=== Material shown ===

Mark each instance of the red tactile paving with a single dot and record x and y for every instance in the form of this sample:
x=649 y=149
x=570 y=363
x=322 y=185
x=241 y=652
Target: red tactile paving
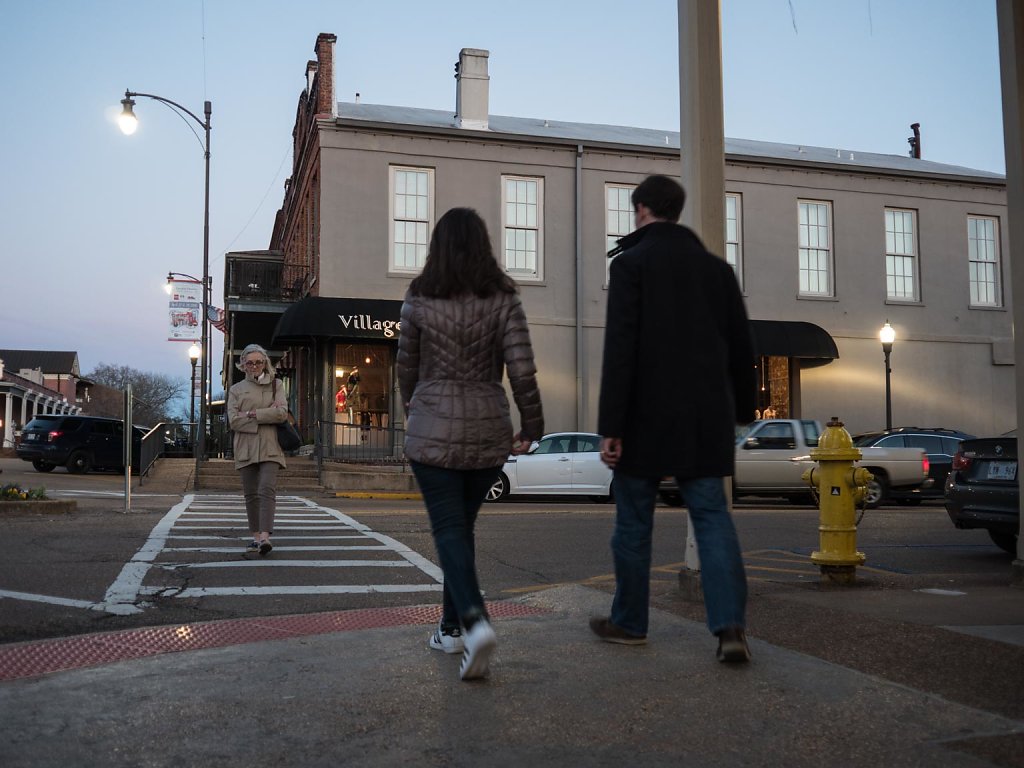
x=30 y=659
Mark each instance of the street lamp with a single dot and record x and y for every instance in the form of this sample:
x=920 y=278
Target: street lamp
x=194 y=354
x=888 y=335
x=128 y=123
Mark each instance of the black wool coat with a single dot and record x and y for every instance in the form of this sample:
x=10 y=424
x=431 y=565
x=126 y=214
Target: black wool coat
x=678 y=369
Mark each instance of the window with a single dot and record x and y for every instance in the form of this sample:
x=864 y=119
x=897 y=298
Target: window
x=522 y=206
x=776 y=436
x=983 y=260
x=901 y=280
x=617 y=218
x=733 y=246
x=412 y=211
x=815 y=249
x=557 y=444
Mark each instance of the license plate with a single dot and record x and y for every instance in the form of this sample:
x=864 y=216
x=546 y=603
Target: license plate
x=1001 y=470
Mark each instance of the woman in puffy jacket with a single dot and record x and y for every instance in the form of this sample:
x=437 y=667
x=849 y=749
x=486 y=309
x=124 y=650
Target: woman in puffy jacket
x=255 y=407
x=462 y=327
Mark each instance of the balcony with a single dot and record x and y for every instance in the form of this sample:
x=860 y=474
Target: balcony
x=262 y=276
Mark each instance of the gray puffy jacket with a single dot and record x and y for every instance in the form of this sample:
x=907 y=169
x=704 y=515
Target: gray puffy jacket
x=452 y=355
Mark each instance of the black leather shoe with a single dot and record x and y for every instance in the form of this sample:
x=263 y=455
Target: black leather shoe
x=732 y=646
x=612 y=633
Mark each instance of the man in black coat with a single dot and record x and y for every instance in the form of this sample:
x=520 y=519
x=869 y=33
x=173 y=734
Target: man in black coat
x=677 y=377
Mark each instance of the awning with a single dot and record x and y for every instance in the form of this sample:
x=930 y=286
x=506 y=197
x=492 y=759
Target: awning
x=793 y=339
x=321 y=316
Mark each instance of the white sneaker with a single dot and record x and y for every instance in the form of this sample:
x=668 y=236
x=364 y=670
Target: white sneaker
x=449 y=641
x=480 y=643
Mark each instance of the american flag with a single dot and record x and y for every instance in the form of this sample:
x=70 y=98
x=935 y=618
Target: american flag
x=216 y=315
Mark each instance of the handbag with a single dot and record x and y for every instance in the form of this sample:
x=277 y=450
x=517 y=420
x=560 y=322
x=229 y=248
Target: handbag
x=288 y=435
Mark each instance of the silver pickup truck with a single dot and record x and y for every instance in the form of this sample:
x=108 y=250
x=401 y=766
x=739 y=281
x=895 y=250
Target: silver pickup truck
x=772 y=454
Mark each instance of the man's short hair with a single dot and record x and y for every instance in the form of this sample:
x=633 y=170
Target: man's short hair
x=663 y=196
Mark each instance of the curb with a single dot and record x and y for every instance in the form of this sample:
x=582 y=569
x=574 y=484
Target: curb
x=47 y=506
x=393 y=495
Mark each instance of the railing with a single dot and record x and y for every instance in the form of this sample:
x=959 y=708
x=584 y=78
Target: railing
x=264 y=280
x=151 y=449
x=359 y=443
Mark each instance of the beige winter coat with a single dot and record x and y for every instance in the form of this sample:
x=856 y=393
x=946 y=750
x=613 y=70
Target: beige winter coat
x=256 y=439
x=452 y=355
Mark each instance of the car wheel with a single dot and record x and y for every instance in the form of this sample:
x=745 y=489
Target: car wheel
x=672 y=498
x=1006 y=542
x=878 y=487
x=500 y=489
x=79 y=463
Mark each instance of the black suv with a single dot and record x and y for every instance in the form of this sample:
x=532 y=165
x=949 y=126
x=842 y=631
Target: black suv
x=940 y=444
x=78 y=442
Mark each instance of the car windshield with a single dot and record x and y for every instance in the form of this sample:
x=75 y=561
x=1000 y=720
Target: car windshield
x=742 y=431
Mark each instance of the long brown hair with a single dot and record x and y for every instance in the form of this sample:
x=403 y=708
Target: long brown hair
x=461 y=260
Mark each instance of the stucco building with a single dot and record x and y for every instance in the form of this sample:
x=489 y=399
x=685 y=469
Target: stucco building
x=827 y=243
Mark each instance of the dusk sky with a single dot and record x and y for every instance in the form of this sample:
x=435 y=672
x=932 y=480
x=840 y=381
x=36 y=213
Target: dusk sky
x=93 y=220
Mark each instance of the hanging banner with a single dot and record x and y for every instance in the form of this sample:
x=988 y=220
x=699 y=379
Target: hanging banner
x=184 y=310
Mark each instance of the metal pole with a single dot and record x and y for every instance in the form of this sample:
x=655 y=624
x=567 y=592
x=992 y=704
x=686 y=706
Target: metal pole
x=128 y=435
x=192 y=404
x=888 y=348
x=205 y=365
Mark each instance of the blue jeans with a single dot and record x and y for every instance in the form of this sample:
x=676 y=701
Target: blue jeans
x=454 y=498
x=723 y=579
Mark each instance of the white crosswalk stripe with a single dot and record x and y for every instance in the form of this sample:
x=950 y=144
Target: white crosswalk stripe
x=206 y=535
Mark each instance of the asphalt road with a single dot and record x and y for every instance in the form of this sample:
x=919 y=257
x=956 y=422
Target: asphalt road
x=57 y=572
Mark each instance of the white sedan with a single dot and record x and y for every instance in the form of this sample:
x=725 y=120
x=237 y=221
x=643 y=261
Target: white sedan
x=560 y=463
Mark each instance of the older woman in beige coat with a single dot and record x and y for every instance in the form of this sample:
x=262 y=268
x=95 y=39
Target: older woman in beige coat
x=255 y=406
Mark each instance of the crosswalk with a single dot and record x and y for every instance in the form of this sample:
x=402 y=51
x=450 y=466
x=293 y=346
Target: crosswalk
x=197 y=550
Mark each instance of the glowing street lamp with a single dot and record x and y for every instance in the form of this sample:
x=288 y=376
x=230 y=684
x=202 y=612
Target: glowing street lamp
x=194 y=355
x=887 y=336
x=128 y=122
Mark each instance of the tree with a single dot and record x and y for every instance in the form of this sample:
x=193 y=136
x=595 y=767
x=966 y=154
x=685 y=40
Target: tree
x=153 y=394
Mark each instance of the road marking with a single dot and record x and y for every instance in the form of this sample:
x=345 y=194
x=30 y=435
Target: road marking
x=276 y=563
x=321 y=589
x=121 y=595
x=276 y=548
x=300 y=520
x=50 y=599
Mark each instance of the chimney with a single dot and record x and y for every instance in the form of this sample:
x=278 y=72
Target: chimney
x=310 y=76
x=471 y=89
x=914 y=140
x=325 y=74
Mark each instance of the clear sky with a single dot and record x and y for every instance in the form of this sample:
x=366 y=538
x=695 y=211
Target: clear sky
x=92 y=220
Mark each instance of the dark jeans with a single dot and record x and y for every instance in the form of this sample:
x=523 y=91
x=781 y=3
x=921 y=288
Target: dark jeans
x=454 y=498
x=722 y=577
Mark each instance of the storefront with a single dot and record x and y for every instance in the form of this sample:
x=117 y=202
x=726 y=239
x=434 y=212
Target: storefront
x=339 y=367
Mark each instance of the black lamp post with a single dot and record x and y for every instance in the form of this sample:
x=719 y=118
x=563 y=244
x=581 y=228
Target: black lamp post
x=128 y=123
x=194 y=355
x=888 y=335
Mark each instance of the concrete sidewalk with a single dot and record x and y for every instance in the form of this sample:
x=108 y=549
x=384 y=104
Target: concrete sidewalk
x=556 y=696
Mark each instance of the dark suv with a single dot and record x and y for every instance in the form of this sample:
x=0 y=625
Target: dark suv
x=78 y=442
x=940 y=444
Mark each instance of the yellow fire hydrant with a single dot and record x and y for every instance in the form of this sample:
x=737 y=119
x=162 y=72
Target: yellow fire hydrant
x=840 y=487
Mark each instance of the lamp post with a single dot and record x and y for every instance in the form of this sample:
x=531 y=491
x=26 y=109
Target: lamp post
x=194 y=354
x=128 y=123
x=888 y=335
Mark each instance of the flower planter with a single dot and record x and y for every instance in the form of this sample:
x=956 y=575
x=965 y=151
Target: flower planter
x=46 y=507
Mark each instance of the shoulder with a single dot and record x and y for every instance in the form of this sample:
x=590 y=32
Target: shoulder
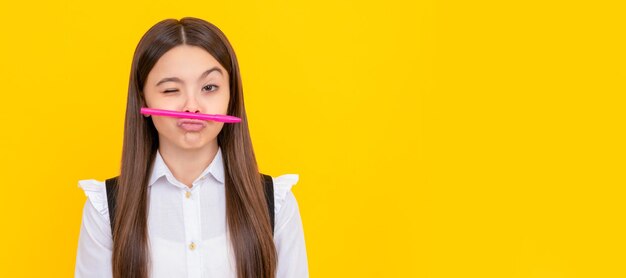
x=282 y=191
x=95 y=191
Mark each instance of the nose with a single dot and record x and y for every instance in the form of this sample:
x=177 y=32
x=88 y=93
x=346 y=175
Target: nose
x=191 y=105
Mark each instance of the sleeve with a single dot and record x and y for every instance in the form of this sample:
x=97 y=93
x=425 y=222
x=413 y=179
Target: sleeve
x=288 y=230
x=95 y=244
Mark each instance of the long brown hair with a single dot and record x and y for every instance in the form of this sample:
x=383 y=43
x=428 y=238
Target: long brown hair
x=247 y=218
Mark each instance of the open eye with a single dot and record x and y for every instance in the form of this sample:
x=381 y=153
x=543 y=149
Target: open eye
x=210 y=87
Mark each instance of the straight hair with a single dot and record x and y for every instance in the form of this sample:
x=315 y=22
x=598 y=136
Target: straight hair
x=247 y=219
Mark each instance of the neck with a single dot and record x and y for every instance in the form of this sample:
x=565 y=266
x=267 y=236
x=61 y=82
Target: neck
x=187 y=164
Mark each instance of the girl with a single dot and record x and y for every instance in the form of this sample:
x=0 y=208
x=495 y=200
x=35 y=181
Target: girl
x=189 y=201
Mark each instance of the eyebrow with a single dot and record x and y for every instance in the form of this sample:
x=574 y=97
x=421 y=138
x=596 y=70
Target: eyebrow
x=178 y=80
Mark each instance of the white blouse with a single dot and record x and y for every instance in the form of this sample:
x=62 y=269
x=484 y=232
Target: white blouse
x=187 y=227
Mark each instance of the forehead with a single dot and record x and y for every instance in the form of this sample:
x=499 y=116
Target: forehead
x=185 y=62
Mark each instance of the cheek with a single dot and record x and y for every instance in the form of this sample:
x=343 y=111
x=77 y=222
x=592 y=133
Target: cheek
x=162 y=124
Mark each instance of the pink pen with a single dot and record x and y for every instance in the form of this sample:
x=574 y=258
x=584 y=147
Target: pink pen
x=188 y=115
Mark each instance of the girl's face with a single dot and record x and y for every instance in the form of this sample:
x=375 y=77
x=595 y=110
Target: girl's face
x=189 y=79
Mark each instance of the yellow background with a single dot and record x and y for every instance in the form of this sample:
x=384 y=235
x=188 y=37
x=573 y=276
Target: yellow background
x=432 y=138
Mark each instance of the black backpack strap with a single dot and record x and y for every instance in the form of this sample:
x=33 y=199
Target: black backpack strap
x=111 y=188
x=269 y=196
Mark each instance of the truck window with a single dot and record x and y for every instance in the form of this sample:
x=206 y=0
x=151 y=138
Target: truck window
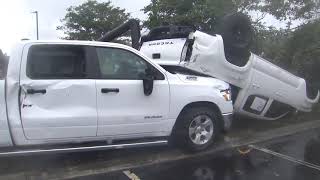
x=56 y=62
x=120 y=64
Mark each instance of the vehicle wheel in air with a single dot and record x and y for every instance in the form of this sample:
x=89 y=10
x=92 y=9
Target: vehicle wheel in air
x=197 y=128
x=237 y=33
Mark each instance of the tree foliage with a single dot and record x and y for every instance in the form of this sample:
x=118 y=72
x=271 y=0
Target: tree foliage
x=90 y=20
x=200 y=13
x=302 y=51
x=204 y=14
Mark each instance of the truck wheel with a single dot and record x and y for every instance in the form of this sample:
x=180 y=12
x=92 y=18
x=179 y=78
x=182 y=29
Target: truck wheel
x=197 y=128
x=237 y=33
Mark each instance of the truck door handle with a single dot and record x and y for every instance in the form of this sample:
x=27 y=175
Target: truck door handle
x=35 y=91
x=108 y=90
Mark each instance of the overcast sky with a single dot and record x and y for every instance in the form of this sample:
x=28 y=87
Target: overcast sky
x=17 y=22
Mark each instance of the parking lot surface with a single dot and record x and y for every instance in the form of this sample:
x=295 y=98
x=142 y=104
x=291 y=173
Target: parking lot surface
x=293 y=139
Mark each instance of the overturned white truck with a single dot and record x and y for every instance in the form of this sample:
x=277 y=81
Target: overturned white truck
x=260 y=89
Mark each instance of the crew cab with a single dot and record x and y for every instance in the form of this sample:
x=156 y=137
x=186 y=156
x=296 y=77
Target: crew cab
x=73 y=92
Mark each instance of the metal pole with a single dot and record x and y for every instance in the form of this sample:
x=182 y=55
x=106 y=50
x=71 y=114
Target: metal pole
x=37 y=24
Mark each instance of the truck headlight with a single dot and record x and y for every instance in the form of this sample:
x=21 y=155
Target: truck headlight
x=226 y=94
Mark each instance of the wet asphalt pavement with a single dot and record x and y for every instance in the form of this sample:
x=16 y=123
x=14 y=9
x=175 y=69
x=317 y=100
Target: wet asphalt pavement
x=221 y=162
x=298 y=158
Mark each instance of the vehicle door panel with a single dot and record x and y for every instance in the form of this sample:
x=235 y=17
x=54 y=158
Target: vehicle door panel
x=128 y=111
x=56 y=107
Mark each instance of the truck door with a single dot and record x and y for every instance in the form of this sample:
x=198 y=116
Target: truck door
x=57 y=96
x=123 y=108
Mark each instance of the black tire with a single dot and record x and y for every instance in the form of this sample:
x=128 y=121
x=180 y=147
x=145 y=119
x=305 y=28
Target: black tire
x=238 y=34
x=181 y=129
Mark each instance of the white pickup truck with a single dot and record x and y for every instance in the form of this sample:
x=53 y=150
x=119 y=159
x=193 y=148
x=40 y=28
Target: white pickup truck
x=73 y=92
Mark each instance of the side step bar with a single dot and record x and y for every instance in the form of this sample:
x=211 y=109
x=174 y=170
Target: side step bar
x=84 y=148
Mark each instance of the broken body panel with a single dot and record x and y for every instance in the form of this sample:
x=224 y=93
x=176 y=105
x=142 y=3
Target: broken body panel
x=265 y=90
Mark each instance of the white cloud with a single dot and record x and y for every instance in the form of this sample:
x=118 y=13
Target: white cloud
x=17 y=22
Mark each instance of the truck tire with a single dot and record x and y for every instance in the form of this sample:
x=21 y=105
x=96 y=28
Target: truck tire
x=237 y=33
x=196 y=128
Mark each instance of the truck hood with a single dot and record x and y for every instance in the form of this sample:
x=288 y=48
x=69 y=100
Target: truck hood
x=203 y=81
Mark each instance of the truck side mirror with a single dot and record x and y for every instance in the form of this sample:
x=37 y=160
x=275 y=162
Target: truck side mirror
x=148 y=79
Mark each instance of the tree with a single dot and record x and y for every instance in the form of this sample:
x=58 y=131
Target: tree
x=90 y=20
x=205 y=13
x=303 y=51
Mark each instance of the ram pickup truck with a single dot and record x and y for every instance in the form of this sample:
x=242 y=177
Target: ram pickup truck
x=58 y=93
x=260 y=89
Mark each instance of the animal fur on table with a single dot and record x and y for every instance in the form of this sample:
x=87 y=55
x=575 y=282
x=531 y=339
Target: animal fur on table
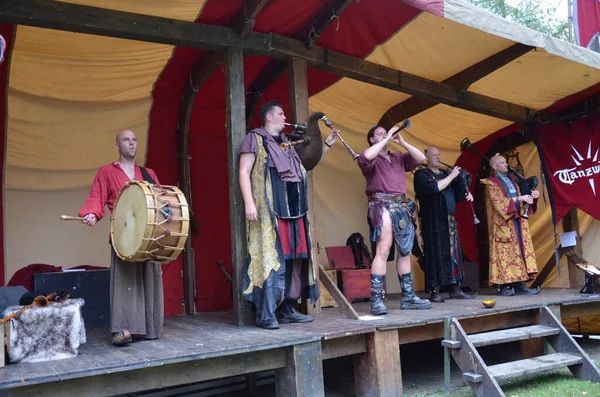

===

§ Assignment
Leave out the pictures and repeat exactly the lines from the start of the material through the line that contains "x=897 y=298", both included.

§ Solved problem
Mark each instance of the red tactile paving with a single dot and record x and y for every instance in the form of this sample:
x=649 y=149
x=570 y=363
x=322 y=185
x=241 y=652
Target: red tactile paving
x=30 y=659
Mark each instance of the street lamp with a single dot and record x and y for every instance in the form of this sample:
x=920 y=278
Target: street lamp
x=194 y=354
x=888 y=335
x=128 y=123
Mark each instance of the black wool coat with a single dot and record x and y for every instance in the form of this sample:
x=10 y=424
x=431 y=565
x=126 y=214
Target: black wool coat
x=678 y=369
Mark each instance of the window with a single dot and record x and y for every instance in the form of this sample:
x=864 y=119
x=897 y=298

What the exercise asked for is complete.